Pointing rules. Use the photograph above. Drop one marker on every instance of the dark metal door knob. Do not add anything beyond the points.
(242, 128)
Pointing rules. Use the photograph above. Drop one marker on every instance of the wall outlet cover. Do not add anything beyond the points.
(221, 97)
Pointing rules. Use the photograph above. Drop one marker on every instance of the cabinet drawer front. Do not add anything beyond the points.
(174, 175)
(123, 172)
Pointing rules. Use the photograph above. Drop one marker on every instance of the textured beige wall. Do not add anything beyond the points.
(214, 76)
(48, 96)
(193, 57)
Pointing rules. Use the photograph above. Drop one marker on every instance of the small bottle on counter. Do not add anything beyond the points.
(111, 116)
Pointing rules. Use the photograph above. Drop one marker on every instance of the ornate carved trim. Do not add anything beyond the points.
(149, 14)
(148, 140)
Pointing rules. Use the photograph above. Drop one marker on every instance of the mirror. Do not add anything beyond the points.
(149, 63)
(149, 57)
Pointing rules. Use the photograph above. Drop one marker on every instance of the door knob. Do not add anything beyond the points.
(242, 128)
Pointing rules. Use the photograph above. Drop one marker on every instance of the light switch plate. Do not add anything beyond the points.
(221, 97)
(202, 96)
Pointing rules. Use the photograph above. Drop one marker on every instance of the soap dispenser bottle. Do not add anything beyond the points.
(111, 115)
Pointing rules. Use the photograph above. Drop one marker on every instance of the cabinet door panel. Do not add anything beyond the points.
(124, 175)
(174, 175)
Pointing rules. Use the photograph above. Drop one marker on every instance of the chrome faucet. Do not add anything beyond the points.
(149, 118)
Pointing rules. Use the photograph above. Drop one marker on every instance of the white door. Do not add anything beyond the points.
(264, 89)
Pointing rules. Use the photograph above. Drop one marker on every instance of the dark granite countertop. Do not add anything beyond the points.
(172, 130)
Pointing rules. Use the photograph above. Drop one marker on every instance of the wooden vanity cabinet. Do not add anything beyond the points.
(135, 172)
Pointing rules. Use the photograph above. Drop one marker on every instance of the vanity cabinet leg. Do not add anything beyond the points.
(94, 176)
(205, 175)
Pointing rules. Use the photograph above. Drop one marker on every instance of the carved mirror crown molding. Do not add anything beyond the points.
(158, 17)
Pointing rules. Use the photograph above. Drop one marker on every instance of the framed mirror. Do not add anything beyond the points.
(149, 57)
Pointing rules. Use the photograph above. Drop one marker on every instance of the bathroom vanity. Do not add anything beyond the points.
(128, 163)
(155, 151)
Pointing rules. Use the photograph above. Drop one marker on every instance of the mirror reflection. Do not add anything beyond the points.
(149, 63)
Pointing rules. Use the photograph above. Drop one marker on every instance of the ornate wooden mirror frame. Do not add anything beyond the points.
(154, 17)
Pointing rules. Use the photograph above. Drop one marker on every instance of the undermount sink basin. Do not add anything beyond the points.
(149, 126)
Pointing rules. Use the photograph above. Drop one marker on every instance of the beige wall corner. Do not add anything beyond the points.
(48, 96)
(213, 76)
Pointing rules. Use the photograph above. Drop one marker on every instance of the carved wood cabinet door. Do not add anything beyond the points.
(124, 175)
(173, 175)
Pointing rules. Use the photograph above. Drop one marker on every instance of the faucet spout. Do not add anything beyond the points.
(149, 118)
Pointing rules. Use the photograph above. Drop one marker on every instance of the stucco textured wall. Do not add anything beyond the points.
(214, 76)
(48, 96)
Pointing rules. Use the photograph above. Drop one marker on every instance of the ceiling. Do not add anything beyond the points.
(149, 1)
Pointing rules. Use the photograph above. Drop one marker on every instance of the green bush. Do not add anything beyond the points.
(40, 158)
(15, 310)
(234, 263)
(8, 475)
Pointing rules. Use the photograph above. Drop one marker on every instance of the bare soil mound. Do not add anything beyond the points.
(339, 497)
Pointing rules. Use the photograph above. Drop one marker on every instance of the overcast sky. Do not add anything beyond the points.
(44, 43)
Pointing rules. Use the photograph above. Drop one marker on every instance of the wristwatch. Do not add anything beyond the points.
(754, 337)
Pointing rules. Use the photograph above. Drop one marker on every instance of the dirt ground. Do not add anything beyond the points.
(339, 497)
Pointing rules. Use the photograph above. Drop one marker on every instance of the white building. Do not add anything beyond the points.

☆ ☆ ☆

What to do » Extract the data exactly as given.

Your response »
Pointing rules. Use the photograph above. Drop one marker on every instance of the dark metal door knob. Do not add anything beyond the points.
(242, 128)
Pointing rules. Use the photograph above. Drop one marker on every instance of the wall outlet cover. Do not add anything beyond the points.
(221, 97)
Pointing rules. Use the photograph above. Drop one marker on every instance of the cabinet drawer front. Do not add anything beyond the points.
(174, 175)
(123, 172)
Pointing rules. Use the photograph above. Drop one marker on every instance of the textured beige wall. Do not add anything beyond the points.
(214, 76)
(48, 96)
(193, 57)
Pointing rules. Use the photograph above. Drop one marker on every instance of the small bottle on counter. Do not add anything beyond the points.
(111, 116)
Pointing rules. Use the photograph above. Drop one marker on every instance of the ornate carved trim. Do not add anything beyond the points.
(149, 14)
(148, 140)
Pointing rules. Use the photograph above. Drop one marker on every instance of the mirror. Do not add anything beyond the points.
(149, 63)
(149, 57)
Pointing rules. Use the photograph above. Drop one marker on every instance of the door knob. Do not add anything beyond the points.
(242, 128)
Pointing rules. Use the photograph above. Drop one marker on every instance of the light switch plate. Do not add anything beyond the points.
(221, 97)
(202, 96)
Pointing rules. Use the photograph above. Drop one marker on every instance of the soap dispenser bottle. Do not add anything beyond the points.
(111, 115)
Pointing rules. Use the photograph above. Drop one marker on every instance of the cabinet door panel. Do not add anything beyond the points.
(124, 175)
(174, 175)
Pointing rules. Use the photograph above. Drop one marker on every instance of the chrome faucet. Do not add anything beyond the points.
(149, 118)
Pointing rules. Use the photograph above. Drop one marker on every instance of the white door. Do not add anything beyond the points.
(264, 89)
Pointing rules. Use the photograph above. Drop one marker on every instance of the dark granite countertop. Do not add anything beyond the points.
(172, 130)
Pointing rules. Use the photograph above. Drop one marker on every instance of the wooden vanity cabinet. Do not add anything beyond the points.
(135, 172)
Pointing rules. Use the photograph above. Drop one marker on every instance of the vanity cabinet leg. Do not add anything beyond the points.
(94, 176)
(205, 175)
Pointing rules. Use the photograph above. Drop one marker on every instance of the carved mirror crown molding. Do not add anything beyond the points.
(158, 17)
Pointing rules. Use the photograph above. Drop one marker on every instance of the framed mirror. Do not add anything beyond the points.
(149, 57)
Pointing rules. Use the photograph above. Drop one marker on every instance of the bathroom vanity. Do not add anything beyond the points.
(128, 163)
(155, 151)
Pointing rules. Use the photograph above. Drop one marker on every instance of the mirror reflection. Do not add anything beyond the points.
(149, 63)
Pointing rules. Use the photograph above. Drop one marker on every instance of the ornate wooden mirror frame. Do not add anything beyond the points.
(154, 17)
Pointing rules. Use the photograph above. Drop one marker on every instance of the undermount sink basin. Do not add anything beyond the points.
(149, 126)
Pointing rules. Use the photograph above. Drop one marker on every instance of the beige wall corner. Do not add anything beyond the points.
(48, 96)
(213, 76)
Pointing rules. Use the photograph above. Drop one marker on every instance of the carved wood cabinet door. Do not add anything beyond the points.
(124, 175)
(173, 175)
Pointing rules. Use the photograph above. Drop one marker on every instance of the faucet spout. Do not add anything beyond the points.
(149, 118)
Pointing rules. Use the photograph above. Drop one marker on every instance of the stucco textured wall. Do not add anything beyond the points.
(214, 76)
(48, 96)
Pointing rules. Use the photograph above. Drop one marker on every instance of the ceiling. Do not add anything beyond the points.
(149, 1)
Pointing rules. Use the photograph above. Drop one marker on every instance of the green bush. Do not add anything beyond the points.
(40, 158)
(15, 310)
(234, 263)
(8, 475)
Pointing rules. Use the photograph above. Drop one marker on every instance of the bare soil mound. Do not add anything beyond the points.
(339, 497)
Pointing rules. Use the photograph above. Drop one marker on every instance of the overcast sky. Do not add anything beyond the points.
(44, 43)
Pointing rules. Use the photograph above. Drop one marker on every instance of the wristwatch. Do not add anything beyond the points.
(754, 337)
Pointing rules. Use the photograph above. Drop one marker on every instance of the dirt ground. Do not add anything beyond the points.
(339, 497)
Pointing rules. Use the photograph above. Drop one marker on every instance of the white building. Do not add anything beyond the points.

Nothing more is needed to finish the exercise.